START Information
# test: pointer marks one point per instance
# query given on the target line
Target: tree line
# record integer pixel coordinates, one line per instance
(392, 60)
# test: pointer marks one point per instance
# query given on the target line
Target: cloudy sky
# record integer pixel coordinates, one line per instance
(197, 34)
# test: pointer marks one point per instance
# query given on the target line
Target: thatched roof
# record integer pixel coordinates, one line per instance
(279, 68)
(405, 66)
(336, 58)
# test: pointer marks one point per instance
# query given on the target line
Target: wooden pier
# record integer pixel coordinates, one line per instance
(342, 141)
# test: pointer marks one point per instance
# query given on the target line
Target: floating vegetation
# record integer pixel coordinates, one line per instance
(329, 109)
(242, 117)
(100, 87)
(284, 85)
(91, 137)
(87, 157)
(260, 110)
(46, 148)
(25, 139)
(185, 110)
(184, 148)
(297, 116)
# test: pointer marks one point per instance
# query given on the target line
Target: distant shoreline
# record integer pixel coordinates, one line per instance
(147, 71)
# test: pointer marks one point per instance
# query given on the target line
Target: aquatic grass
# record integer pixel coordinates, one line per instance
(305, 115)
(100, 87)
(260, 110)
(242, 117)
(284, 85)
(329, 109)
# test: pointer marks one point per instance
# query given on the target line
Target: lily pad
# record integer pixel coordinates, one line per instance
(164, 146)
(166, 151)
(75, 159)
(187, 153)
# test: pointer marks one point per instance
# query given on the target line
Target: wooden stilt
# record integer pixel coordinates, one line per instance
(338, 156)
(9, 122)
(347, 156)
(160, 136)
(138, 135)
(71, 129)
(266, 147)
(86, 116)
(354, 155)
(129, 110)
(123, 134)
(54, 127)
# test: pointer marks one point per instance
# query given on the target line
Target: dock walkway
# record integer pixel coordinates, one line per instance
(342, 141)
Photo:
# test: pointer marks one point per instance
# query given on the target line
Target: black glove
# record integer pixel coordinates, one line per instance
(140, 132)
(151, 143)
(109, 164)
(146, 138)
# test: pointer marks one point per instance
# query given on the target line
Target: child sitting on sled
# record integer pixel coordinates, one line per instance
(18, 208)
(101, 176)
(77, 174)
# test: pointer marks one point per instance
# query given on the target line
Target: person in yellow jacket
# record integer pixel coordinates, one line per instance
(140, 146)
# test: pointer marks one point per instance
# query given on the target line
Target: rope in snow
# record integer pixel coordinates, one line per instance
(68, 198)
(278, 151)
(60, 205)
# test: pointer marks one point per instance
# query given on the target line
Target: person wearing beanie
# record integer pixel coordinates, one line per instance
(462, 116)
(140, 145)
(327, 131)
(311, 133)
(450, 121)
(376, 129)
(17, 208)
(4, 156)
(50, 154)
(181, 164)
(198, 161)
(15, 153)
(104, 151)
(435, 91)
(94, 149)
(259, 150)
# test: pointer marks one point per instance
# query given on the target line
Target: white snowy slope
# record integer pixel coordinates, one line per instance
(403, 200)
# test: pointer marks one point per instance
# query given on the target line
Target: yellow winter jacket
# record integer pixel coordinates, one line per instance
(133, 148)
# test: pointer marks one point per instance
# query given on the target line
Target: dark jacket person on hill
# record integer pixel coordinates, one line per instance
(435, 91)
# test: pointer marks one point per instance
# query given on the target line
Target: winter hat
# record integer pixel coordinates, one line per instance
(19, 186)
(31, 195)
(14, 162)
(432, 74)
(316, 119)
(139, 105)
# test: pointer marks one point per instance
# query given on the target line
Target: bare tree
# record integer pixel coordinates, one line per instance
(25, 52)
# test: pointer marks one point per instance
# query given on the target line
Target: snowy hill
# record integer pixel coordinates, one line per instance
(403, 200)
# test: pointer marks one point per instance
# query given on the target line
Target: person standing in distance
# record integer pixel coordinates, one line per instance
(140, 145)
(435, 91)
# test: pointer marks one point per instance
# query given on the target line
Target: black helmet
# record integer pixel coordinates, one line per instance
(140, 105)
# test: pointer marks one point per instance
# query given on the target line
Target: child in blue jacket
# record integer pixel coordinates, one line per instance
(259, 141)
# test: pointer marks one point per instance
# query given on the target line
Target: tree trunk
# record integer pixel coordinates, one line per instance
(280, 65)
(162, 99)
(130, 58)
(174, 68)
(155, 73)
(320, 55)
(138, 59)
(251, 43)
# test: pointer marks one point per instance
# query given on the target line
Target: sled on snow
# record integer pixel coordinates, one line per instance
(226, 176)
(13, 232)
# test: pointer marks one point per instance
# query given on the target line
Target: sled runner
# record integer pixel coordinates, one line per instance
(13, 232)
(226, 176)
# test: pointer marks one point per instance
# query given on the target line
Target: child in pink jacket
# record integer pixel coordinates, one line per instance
END Information
*Work to be completed*
Copy the data. Make sure every line matches exactly.

*Task result*
# test: pointer marks one point per instance
# query given on the target line
Target: tree line
# record integer pixel coordinates, one line per instance
(392, 60)
# test: pointer marks one point per instance
# query given on the target line
Target: cloudy sky
# record integer pixel coordinates, one line per instance
(197, 34)
# test: pointer marks one point per instance
# query given on the target line
Target: thatched roof
# record integer pixel coordinates, one line per instance
(279, 68)
(405, 66)
(336, 58)
# test: pointer marks one point per instance
# query given on the target line
Target: wooden pier
# record integer pixel coordinates, one line per instance
(342, 141)
# test: pointer marks one point per instance
# query given on the target line
Target: floating vegetation
# record integer pixel coordinates, one line per instance
(329, 109)
(242, 117)
(100, 87)
(284, 85)
(91, 137)
(87, 157)
(260, 110)
(46, 148)
(25, 139)
(185, 110)
(184, 148)
(297, 116)
# test: pointer marks one point per instance
# query given on the target line
Target: distant shoreline
# record integer pixel coordinates, one line per instance
(147, 71)
# test: pointer marks one point per instance
# query given on the target line
Target: aquatic grass
# record integer pixel coordinates, one line per instance
(305, 115)
(100, 87)
(260, 110)
(242, 117)
(284, 85)
(329, 109)
# test: pointer marks one point per instance
# query given on the target line
Target: lily pad
# record integer pixel coordinates, one line per instance
(164, 146)
(166, 151)
(75, 159)
(187, 153)
# test: pointer marks one point per instance
# query given on the target line
Target: wooden stilt
# record integer pixel coordinates, one line per instance
(338, 156)
(9, 122)
(347, 156)
(160, 136)
(138, 135)
(71, 129)
(266, 147)
(86, 116)
(354, 155)
(129, 110)
(123, 134)
(54, 127)
# test: pointer marks one point per instance
# query given on the target line
Target: dock walkway
# record integer pixel coordinates, one line per instance
(342, 141)
Photo:
# test: pointer marks one point per instance
# query given on the target line
Target: black glove
# record integer pixel coordinates, one line per instance
(140, 132)
(151, 143)
(109, 164)
(146, 138)
# test: pointer marks one point per instance
# query given on the target line
Target: child sitting on sled
# record integer pixel coordinates, one line per instance
(18, 208)
(101, 176)
(77, 174)
# test: pointer marks one point per instance
# query given on the target line
Target: person in yellow jacket
# record integer pixel coordinates, one line per instance
(140, 146)
# test: pointer marks one point per instance
# query given on the target line
Target: rope in snow
# record integer pixel coordinates, one line per instance
(68, 198)
(278, 151)
(60, 205)
# test: pointer marks one point per instance
# query given on the target line
Target: person wearing beanie
# record integer pixel coordinates, one line per instance
(462, 116)
(140, 145)
(327, 131)
(311, 133)
(450, 121)
(376, 129)
(17, 208)
(4, 156)
(50, 154)
(181, 164)
(198, 161)
(15, 153)
(104, 151)
(435, 91)
(94, 149)
(259, 150)
# test: pointer marks one point per instance
# query given on the target line
Target: white snowy slope
# record integer pixel coordinates, one line per instance
(403, 200)
# test: pointer marks one point per instance
# query given on the target line
Target: yellow winter jacket
# record integer pixel coordinates, one line per instance
(133, 148)
# test: pointer marks one point per instance
# query given on the target line
Target: dark jacket person on hill
# record integer pixel coordinates, one line per instance
(435, 91)
# test: pointer marks one point per instance
# query given on the target line
Target: winter hat
# record integer pixel coordinates, one line per instance
(19, 186)
(31, 195)
(14, 162)
(432, 74)
(316, 119)
(139, 105)
# test: pointer marks one point per instance
# query given on the target line
Target: bare tree
# record integer pixel coordinates, one line per instance
(25, 52)
# test: pointer marks one point per instance
# query given on the target line
Target: snowy hill
# record integer pixel coordinates, one line per instance
(403, 200)
# test: pointer marks one point per instance
# query given on the target line
Target: person standing in distance
# record integer pixel coordinates, one line per instance
(140, 145)
(435, 91)
# test: pointer marks one point per instance
# query given on the target line
Target: black helmet
# record integer pixel coordinates, one line per instance
(140, 105)
# test: pointer marks one point per instance
# query given on the target line
Target: child in blue jacket
# record integer pixel coordinates, one line per instance
(259, 141)
# test: pointer marks one point per instance
# query given on the target line
Target: tree trunk
# record integer pixel coordinates, one line per instance
(280, 65)
(162, 99)
(130, 58)
(174, 68)
(155, 73)
(320, 55)
(138, 59)
(251, 43)
# test: pointer marks one point per instance
# query given on the target line
Target: sled on snow
# record integer pixel coordinates, one line per instance
(226, 176)
(13, 232)
# test: pointer marks one point per instance
# query given on the target line
Target: sled runner
# record integer pixel coordinates, one line per instance
(13, 232)
(226, 176)
# test: pointer marks one point per instance
# query given on the target line
Target: child in pink jacket
# record integer pixel coordinates, one line per instance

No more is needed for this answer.